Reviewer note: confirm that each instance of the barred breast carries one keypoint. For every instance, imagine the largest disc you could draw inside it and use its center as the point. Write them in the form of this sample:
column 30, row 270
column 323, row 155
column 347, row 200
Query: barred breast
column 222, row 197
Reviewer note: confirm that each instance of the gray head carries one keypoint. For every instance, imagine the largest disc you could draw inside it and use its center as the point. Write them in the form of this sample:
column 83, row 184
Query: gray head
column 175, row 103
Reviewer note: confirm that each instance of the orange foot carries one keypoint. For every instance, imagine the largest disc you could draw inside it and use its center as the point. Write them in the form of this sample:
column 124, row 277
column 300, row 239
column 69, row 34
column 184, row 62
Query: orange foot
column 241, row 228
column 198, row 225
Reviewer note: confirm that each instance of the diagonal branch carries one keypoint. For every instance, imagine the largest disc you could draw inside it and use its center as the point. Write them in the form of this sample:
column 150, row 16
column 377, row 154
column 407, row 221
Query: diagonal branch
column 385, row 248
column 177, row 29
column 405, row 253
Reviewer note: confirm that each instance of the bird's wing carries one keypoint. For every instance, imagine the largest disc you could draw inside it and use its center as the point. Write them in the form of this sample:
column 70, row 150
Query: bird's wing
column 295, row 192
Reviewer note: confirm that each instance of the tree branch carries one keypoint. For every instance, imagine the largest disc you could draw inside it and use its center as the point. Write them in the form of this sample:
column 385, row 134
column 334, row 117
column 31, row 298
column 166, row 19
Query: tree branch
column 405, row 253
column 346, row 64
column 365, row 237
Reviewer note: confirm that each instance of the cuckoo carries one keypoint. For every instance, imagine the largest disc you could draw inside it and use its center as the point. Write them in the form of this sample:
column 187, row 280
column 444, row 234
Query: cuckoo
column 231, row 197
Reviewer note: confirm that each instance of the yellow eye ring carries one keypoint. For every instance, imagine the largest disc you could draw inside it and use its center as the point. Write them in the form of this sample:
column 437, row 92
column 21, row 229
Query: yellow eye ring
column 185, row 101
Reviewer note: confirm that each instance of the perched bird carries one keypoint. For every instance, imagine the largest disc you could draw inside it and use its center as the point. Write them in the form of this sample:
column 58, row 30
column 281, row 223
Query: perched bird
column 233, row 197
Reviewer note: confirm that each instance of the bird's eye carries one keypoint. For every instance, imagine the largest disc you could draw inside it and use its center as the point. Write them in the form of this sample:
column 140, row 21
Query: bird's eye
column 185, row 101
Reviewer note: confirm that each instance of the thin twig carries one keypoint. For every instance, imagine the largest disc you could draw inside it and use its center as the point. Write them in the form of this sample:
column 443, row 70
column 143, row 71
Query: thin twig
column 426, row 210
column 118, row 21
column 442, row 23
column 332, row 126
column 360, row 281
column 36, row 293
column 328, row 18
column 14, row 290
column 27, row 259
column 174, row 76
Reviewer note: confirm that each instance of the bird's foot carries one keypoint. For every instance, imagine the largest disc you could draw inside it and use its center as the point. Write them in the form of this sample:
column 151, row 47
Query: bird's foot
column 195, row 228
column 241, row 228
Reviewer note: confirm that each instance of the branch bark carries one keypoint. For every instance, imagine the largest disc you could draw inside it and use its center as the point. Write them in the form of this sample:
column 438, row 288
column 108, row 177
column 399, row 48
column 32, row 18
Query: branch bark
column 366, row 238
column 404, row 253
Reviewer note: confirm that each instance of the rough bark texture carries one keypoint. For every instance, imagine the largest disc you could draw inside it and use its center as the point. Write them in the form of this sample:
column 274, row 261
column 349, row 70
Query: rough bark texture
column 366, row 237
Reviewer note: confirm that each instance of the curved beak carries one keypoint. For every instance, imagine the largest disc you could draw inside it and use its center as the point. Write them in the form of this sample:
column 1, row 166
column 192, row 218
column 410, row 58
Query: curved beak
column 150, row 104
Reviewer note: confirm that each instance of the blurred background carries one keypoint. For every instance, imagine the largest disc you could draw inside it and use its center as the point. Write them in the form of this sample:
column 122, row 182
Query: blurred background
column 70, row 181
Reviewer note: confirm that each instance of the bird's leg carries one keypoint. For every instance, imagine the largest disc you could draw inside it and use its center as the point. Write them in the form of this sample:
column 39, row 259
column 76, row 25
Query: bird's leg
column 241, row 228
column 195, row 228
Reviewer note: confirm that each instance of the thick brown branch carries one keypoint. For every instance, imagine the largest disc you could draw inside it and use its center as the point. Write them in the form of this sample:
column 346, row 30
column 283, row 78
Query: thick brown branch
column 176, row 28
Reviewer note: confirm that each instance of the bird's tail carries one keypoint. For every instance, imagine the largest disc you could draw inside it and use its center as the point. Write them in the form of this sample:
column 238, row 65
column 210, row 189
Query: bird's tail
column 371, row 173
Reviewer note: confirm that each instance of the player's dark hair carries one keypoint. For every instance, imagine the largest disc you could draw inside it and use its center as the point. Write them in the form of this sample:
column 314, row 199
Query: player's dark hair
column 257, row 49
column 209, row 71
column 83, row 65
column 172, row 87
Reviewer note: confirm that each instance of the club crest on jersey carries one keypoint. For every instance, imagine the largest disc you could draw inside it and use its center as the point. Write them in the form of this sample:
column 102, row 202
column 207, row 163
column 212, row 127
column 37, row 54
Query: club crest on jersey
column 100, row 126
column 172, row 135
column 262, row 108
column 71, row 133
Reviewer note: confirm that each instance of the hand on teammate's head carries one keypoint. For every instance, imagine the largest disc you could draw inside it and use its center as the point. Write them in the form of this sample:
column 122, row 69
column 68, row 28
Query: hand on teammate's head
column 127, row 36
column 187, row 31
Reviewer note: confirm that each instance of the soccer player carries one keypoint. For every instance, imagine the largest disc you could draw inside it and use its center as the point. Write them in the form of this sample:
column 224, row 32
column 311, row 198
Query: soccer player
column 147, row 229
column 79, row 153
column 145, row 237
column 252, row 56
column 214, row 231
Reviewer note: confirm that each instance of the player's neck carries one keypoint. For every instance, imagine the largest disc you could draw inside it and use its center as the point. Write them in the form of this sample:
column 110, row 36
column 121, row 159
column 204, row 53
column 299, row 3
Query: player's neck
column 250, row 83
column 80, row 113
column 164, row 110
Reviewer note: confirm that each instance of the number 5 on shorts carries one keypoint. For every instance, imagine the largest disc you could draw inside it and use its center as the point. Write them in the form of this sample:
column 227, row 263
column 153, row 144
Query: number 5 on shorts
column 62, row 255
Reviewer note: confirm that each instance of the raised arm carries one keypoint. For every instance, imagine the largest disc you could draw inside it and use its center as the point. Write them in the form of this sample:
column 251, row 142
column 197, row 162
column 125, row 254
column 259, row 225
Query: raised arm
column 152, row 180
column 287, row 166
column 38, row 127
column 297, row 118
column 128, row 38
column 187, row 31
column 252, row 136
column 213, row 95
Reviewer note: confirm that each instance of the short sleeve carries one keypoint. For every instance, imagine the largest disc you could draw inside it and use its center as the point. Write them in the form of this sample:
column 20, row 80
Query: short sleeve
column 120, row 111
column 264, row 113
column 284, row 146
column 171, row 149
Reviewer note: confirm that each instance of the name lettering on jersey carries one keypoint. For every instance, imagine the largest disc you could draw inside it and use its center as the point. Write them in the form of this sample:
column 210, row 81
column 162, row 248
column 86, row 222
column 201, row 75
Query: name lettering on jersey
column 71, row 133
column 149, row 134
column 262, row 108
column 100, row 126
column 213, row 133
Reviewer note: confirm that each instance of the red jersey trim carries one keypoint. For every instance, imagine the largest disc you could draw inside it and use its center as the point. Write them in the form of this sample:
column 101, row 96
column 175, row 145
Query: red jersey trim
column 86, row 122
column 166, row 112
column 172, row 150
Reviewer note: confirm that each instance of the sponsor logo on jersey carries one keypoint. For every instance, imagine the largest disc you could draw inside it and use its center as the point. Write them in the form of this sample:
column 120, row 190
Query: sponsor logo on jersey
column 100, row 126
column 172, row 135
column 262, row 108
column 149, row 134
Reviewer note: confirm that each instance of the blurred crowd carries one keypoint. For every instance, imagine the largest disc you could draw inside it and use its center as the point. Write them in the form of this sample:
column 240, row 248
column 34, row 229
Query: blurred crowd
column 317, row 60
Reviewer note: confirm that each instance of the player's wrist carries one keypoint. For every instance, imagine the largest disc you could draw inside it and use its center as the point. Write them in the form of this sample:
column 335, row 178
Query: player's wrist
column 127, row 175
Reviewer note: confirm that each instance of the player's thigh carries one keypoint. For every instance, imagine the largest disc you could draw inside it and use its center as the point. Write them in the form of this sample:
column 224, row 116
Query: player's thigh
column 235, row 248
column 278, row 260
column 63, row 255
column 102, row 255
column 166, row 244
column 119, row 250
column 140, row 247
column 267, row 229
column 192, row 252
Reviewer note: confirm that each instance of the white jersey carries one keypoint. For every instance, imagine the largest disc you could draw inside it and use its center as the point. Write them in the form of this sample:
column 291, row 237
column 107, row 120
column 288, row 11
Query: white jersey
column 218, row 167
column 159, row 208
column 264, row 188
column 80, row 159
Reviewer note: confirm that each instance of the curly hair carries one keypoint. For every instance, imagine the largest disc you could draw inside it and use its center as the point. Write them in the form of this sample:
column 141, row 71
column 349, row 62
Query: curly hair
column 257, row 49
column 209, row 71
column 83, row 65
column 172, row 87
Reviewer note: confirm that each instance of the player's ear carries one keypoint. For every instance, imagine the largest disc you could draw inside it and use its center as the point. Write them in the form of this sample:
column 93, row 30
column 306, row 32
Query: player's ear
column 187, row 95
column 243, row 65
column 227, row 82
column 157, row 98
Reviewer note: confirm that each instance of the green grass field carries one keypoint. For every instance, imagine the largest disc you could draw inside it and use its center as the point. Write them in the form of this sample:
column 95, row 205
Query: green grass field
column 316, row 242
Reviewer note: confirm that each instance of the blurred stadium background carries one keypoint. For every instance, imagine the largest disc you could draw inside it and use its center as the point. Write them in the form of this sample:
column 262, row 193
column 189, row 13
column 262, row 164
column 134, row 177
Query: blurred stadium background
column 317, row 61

====================

• _Instructions for the task_:
"column 347, row 200" marks the last line to print; print everything from the first line of the data through that line, unchanged, and nothing more.

• _Result for this task_:
Reviewer note: confirm that each instance of the barred breast carries one keypoint. For every instance, imagine the largest disc you could draw inside it and use its center as the point. Write them in the form of this sample:
column 30, row 270
column 323, row 155
column 347, row 200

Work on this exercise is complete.